* **WHAT THE TASK REQUIRES**
For the records below, count the lines containing the word "shirt" and reply with the number alone.

**** RECORDED INFORMATION

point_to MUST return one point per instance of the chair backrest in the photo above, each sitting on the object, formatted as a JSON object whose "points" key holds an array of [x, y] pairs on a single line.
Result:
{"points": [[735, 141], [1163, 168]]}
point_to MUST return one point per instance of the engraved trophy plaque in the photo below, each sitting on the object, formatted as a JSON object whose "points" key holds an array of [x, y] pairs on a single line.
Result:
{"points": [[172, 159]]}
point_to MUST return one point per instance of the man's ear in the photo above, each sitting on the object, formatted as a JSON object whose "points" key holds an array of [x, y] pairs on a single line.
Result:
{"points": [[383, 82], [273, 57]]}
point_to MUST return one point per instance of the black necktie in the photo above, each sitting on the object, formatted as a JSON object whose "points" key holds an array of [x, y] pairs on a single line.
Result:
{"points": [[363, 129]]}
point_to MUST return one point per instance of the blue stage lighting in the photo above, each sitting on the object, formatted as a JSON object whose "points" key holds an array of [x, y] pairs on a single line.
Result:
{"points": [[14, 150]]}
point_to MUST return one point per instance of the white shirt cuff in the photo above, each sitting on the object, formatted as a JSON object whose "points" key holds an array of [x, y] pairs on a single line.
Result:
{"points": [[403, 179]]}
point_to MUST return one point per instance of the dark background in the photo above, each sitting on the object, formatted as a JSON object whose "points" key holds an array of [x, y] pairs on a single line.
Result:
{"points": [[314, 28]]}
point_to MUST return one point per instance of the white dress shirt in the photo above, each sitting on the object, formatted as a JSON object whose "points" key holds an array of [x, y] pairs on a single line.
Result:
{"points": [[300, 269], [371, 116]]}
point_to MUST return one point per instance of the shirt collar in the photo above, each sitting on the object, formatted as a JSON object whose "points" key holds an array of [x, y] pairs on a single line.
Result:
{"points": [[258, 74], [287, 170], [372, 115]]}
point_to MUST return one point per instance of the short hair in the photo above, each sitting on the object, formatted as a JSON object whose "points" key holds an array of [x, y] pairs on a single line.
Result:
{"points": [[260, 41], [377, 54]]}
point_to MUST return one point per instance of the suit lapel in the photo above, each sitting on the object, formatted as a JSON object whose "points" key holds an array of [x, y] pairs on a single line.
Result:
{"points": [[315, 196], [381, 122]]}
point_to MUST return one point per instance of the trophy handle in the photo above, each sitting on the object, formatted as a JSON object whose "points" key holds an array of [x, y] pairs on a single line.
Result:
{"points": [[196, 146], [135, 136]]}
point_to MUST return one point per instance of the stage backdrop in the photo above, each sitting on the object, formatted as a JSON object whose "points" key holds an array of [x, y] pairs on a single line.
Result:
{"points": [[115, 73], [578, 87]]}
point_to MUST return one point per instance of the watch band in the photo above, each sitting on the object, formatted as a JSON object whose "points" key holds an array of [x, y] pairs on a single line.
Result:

********

* **RESPONSE TO THIS EXERCISE**
3